Give again, word for word, only the lines from the one containing "the red handle" through the final line.
---- Given records
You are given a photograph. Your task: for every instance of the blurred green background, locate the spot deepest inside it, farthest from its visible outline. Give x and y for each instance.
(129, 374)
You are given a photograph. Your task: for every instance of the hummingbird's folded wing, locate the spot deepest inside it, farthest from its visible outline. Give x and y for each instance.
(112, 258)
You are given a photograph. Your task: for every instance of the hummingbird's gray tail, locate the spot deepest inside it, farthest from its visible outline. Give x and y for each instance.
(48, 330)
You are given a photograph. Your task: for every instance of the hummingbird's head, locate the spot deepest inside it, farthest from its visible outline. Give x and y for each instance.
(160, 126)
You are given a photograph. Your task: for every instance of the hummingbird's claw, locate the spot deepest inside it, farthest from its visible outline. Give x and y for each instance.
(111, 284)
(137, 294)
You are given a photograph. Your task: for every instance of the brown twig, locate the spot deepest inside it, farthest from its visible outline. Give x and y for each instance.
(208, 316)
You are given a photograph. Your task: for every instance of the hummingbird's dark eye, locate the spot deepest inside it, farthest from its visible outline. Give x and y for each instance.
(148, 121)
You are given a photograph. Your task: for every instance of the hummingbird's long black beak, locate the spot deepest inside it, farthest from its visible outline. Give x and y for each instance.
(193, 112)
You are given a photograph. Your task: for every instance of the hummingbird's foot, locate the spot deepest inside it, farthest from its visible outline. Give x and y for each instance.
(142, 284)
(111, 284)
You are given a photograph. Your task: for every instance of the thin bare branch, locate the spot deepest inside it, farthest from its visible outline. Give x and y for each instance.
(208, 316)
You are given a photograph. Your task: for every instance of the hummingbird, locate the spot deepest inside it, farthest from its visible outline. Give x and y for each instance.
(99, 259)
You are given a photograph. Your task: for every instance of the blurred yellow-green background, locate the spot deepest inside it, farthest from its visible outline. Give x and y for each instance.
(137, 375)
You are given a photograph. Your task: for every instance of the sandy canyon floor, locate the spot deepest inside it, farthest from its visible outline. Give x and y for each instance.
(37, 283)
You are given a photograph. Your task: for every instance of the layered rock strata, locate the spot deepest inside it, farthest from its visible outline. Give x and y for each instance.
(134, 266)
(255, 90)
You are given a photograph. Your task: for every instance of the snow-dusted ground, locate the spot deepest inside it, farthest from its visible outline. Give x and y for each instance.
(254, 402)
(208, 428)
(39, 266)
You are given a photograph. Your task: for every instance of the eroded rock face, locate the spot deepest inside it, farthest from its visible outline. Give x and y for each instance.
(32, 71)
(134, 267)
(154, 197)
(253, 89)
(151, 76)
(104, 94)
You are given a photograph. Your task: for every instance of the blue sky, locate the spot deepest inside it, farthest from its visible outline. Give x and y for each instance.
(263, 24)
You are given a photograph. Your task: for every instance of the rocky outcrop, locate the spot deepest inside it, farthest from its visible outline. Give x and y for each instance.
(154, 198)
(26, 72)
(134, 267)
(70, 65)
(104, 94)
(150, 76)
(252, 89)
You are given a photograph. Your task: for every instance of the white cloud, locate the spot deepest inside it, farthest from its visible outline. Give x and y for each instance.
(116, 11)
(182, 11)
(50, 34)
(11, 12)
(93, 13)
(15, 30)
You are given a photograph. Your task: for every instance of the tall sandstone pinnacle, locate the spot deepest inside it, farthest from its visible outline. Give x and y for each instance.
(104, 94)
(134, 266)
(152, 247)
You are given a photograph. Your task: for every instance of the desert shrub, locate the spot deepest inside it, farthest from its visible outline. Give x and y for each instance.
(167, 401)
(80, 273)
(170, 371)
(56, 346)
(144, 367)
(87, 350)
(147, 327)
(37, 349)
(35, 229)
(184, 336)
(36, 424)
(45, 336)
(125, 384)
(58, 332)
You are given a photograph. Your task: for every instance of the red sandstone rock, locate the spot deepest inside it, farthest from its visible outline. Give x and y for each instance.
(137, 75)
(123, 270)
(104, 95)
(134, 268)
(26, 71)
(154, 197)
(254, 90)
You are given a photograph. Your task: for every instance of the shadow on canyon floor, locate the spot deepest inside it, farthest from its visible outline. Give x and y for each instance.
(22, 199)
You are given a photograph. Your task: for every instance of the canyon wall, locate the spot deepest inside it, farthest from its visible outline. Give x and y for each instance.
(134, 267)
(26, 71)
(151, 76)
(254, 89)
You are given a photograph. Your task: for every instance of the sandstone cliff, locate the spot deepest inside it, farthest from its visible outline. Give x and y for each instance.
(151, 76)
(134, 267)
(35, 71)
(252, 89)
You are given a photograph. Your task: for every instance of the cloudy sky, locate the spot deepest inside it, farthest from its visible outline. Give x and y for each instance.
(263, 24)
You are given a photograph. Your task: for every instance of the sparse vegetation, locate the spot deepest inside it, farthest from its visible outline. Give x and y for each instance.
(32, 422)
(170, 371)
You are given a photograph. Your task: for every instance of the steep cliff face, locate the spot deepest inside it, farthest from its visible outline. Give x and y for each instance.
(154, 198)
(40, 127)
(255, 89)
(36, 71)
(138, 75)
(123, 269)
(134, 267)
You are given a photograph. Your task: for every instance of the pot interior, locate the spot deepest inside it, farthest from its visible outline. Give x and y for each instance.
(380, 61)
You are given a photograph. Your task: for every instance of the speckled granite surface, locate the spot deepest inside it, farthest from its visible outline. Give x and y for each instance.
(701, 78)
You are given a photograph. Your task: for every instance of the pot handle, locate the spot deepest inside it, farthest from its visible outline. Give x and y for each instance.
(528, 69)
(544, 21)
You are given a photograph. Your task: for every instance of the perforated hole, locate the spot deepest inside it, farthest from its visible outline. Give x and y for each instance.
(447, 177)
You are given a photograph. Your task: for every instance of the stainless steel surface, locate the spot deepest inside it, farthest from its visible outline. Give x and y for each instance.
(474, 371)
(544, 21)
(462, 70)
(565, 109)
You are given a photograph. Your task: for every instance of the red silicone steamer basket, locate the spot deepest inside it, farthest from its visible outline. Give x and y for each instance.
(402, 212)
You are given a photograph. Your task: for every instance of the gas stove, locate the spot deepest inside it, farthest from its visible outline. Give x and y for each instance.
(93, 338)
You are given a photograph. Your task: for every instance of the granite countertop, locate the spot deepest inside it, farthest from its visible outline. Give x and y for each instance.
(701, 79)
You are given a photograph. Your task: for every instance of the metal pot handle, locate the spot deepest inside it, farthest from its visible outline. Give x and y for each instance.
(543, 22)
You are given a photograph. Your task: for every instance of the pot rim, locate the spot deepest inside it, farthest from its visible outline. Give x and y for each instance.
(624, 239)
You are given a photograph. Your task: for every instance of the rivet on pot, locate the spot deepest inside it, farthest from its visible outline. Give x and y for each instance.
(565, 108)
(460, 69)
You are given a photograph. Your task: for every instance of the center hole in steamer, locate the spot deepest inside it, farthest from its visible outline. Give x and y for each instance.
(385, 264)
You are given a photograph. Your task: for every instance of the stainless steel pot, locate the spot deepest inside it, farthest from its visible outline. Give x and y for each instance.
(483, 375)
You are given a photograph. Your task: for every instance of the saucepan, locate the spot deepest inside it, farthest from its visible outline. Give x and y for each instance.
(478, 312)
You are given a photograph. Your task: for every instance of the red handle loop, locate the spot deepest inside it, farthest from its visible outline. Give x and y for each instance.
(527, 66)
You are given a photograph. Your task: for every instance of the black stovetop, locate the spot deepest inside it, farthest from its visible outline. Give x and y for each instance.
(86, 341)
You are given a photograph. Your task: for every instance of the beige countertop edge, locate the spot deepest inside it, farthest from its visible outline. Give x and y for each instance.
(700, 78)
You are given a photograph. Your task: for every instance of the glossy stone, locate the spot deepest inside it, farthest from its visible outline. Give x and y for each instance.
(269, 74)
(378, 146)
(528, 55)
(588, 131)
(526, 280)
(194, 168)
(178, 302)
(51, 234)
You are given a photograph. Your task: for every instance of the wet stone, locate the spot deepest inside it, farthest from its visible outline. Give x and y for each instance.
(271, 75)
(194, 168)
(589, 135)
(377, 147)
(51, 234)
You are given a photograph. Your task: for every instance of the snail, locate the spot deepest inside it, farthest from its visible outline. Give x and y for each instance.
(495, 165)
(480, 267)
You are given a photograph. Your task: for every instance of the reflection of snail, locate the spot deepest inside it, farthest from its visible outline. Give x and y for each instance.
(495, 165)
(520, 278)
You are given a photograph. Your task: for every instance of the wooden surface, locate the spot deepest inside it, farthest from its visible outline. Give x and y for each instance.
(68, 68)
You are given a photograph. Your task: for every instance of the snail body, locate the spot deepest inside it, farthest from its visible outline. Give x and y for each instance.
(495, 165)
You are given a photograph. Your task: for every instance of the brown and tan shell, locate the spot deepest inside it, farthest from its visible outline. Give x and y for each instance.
--------
__Task result__.
You are given a photograph. Your task: for every instance of the red handle loop, locate the spot deepest inside it, farthest from its visible outline. Give x and y for each instance.
(527, 66)
You are given a photograph. Your task: for every instance of the black stovetop, locate the spot deepest inside it, farthest from its visible outline. Give x and y for each instance.
(86, 341)
You are given a photograph. Your task: for every instance of the beige countertop edge, locate the spot deepest inside it, farthest from its visible outline. Give x and y for each instance.
(700, 78)
You are given a photograph. Your task: for every instance of the glossy stone, locate the spot deepest inside it, farthest from its visible outline. Give x and y for each instance.
(269, 74)
(378, 146)
(528, 55)
(588, 131)
(526, 280)
(194, 168)
(178, 302)
(51, 234)
You are given a photograph. Your task: for every instance of the wet stone, locate the spot deepest inside it, farthest from its visible outline. Give x and y for each instance.
(271, 75)
(194, 168)
(589, 135)
(377, 147)
(51, 234)
You are given a photograph. Your task: for every instance of the snail, locate the spot deepest inside it, farthest from its visible outline. Give x and y for each instance.
(495, 165)
(480, 267)
You are given a photograph. Your task: for every instance of the reflection of snail, locate the spot deepest inside it, farthest from its visible outline. Give x and y for each instance.
(495, 165)
(520, 278)
You are given a photograph. Your task: for every instance of the wooden surface, locate the spot deepest inside it, farthest from its visible outline. Give x and y for each instance.
(68, 68)
You are given a photograph. Your task: for every instance of the snail body, locate the spot deepest inside it, farthest from its visible outline. Give x and y for each instance.
(495, 165)
You are given a photograph. Your task: for every instance of the brown and tan shell, locate the spot deepest inside it, farthest from its visible outline. Give x and y for each instance.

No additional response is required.